START Data for this task

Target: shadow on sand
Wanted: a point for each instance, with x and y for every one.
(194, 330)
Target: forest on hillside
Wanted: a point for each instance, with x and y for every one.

END Data for this task

[Task instructions]: Please find the lines in the data that contain the word "Target" and copy them.

[Task result]:
Target: shadow on sand
Target: forest on hillside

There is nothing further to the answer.